> [THE PROBLEM]: Edit the records from the line with "of the dirt" to the line with "x=461, y=295" so that "neighboring house" becomes "adjacent house", with nothing else changed, and output only those lines.

> [EXERCISE INPUT]:

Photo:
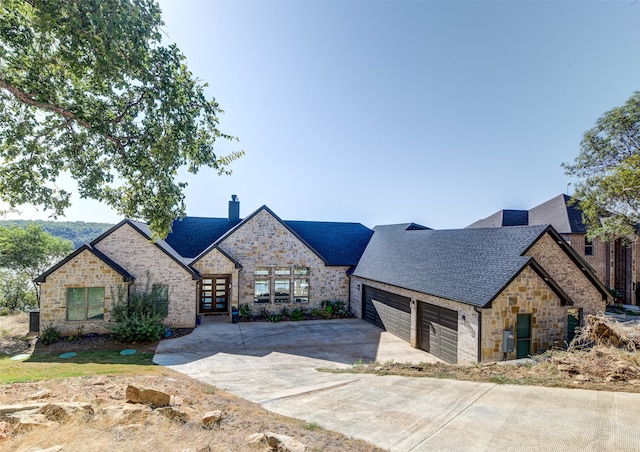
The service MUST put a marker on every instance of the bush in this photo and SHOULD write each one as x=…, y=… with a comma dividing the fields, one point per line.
x=245, y=311
x=50, y=334
x=16, y=293
x=297, y=314
x=141, y=317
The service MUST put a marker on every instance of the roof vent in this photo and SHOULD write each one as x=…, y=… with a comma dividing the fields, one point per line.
x=234, y=209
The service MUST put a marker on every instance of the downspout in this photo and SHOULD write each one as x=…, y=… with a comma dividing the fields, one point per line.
x=475, y=308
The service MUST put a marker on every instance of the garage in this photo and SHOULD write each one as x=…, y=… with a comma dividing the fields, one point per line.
x=438, y=331
x=388, y=311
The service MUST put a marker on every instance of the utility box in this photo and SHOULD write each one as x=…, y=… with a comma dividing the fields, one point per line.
x=34, y=321
x=508, y=341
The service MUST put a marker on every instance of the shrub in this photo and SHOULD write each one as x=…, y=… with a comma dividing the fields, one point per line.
x=141, y=317
x=245, y=311
x=50, y=334
x=297, y=314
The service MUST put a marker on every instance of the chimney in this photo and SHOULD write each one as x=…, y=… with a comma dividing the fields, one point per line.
x=234, y=209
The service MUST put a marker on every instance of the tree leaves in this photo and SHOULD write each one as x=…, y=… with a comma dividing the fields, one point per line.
x=87, y=87
x=609, y=164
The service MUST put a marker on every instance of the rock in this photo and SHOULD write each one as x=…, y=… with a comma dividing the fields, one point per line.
x=211, y=418
x=5, y=430
x=127, y=412
x=284, y=443
x=256, y=438
x=25, y=421
x=41, y=394
x=173, y=414
x=147, y=396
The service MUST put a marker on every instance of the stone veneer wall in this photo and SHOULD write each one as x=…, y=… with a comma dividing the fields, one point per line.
x=527, y=294
x=84, y=270
x=214, y=263
x=600, y=261
x=569, y=276
x=467, y=332
x=142, y=259
x=263, y=241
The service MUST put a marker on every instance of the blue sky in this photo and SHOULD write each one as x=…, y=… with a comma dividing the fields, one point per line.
x=440, y=113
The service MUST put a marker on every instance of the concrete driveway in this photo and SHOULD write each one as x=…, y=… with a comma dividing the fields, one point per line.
x=275, y=364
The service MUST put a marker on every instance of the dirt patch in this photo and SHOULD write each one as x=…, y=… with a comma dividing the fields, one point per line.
x=240, y=419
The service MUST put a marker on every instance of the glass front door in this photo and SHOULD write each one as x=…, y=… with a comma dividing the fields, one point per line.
x=214, y=294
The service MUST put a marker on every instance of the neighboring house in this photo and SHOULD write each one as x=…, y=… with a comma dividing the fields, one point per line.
x=615, y=263
x=454, y=293
x=207, y=266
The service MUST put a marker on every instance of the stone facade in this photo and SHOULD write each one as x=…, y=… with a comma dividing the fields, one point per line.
x=84, y=270
x=214, y=263
x=528, y=293
x=263, y=241
x=150, y=265
x=568, y=275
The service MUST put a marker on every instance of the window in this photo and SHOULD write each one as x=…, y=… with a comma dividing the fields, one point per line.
x=282, y=292
x=262, y=291
x=161, y=299
x=85, y=303
x=588, y=247
x=301, y=290
x=282, y=281
x=301, y=271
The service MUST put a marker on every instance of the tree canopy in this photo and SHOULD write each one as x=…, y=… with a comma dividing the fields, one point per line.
x=609, y=166
x=88, y=88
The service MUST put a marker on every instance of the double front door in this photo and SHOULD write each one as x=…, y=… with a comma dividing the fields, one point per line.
x=214, y=294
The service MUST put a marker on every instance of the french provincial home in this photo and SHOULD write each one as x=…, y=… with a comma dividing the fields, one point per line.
x=461, y=295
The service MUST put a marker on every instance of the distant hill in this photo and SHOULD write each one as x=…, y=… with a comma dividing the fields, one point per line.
x=78, y=232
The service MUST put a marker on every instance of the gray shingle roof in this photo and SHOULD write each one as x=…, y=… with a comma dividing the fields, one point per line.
x=564, y=219
x=467, y=265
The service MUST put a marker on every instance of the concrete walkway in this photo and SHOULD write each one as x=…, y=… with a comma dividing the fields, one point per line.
x=275, y=365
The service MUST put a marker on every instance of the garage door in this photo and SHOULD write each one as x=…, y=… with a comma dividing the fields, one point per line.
x=438, y=331
x=388, y=311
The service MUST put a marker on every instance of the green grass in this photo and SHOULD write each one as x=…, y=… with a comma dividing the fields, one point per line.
x=50, y=366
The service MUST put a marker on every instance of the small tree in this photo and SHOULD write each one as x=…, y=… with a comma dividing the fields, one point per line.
x=16, y=292
x=140, y=317
x=609, y=166
x=29, y=251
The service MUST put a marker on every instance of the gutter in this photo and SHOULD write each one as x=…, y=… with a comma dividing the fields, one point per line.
x=475, y=308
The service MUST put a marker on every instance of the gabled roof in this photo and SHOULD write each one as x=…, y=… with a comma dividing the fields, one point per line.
x=556, y=212
x=336, y=243
x=565, y=218
x=191, y=235
x=472, y=266
x=144, y=230
x=503, y=218
x=333, y=242
x=125, y=274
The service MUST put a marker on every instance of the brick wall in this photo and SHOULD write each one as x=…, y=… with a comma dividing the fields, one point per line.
x=215, y=263
x=149, y=264
x=84, y=270
x=569, y=276
x=263, y=241
x=599, y=261
x=527, y=294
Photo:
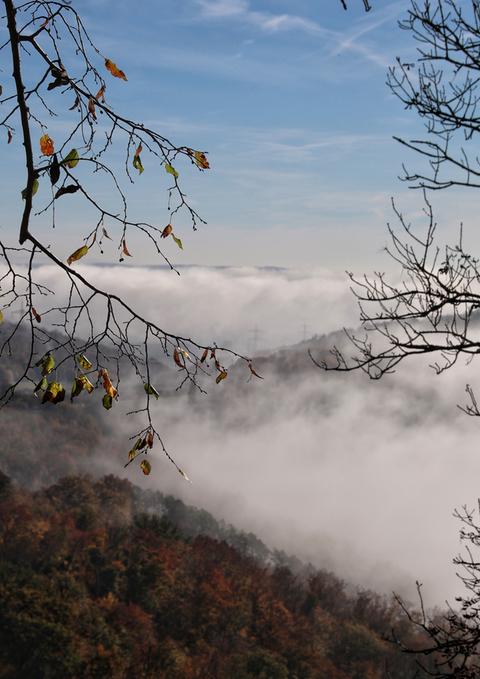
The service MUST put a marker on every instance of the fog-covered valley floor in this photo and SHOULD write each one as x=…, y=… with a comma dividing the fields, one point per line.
x=358, y=476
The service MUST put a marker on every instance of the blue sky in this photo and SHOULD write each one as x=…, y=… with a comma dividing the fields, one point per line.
x=289, y=99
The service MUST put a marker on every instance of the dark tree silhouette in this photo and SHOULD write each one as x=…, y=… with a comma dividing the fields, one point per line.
x=453, y=639
x=433, y=310
x=92, y=333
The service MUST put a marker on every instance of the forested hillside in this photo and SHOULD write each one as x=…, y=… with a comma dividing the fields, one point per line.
x=93, y=585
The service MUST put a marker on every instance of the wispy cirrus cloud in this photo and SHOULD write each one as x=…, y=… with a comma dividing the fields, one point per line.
x=221, y=9
x=335, y=42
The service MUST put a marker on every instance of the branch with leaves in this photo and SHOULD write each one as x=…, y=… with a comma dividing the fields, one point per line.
x=94, y=334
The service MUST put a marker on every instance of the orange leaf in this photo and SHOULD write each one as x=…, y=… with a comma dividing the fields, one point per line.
x=107, y=383
x=146, y=467
x=221, y=376
x=167, y=230
x=46, y=145
x=91, y=108
x=114, y=70
x=201, y=160
x=101, y=94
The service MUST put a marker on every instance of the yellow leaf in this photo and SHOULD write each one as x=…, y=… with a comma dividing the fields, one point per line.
x=177, y=241
x=71, y=159
x=46, y=145
x=78, y=254
x=137, y=161
x=171, y=170
x=87, y=385
x=178, y=358
x=114, y=70
x=55, y=393
x=146, y=467
x=107, y=401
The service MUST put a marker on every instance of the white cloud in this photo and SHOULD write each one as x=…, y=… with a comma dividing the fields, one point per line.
x=223, y=8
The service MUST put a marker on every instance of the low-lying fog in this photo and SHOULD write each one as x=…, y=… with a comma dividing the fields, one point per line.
x=355, y=475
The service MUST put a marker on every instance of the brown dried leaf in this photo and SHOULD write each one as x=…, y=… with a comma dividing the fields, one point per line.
x=221, y=376
x=167, y=231
x=100, y=96
x=91, y=108
x=46, y=145
x=114, y=70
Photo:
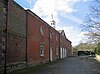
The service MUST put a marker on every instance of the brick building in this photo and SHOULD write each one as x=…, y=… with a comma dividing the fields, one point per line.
x=2, y=34
x=16, y=35
x=29, y=39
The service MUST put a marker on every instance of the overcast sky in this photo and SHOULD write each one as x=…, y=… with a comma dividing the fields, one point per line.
x=68, y=15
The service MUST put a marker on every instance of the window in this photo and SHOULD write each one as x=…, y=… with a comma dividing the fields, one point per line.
x=50, y=35
x=56, y=37
x=42, y=49
x=42, y=30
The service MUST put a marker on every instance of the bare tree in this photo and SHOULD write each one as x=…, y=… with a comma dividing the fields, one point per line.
x=92, y=22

> [FULL ANSWER]:
The service MUST put a marker on every instance of the dirt patch in this photo and SHOULD write each one as x=…, y=… with a comma dividing the fields, one point per line.
x=240, y=419
The service MUST put a marker on every instance of the glass front door in this photo and SHOULD write each one as x=…, y=… with a comma dividing the fields, one point per line.
x=214, y=294
The service MUST put a marker on every instance of the adjacent house in this photo and SHOULD write each one as x=…, y=… with a comma dividing the fields, one point per line.
x=615, y=263
x=454, y=293
x=207, y=266
The service MUST put a marker on every instance of the stone facade in this photo and SHOULD write each one as x=…, y=… with a comma dividing the fields, one point per line.
x=84, y=270
x=214, y=263
x=528, y=293
x=263, y=241
x=150, y=265
x=568, y=275
The service MUST put a marker on every instance of the window in this photo and SHOULD write each one as x=…, y=… with a comma dividing the fields, one point per line.
x=282, y=292
x=262, y=291
x=161, y=299
x=85, y=303
x=588, y=247
x=301, y=290
x=282, y=281
x=301, y=271
The service MUST put a marker on every instance of the tree canopy in this photo and SHOULD write each one as x=…, y=… with a comma dividing the fields, one point per line.
x=609, y=166
x=88, y=88
The service MUST put a marker on every instance of the double front door in this photo and SHOULD write each one as x=…, y=… with a comma dividing the fields, one point per line.
x=214, y=294
The service MUST put a marker on every instance of the french provincial home in this photo and SHOULD write each one as x=…, y=… with a comma dividing the fields, one point per line.
x=461, y=295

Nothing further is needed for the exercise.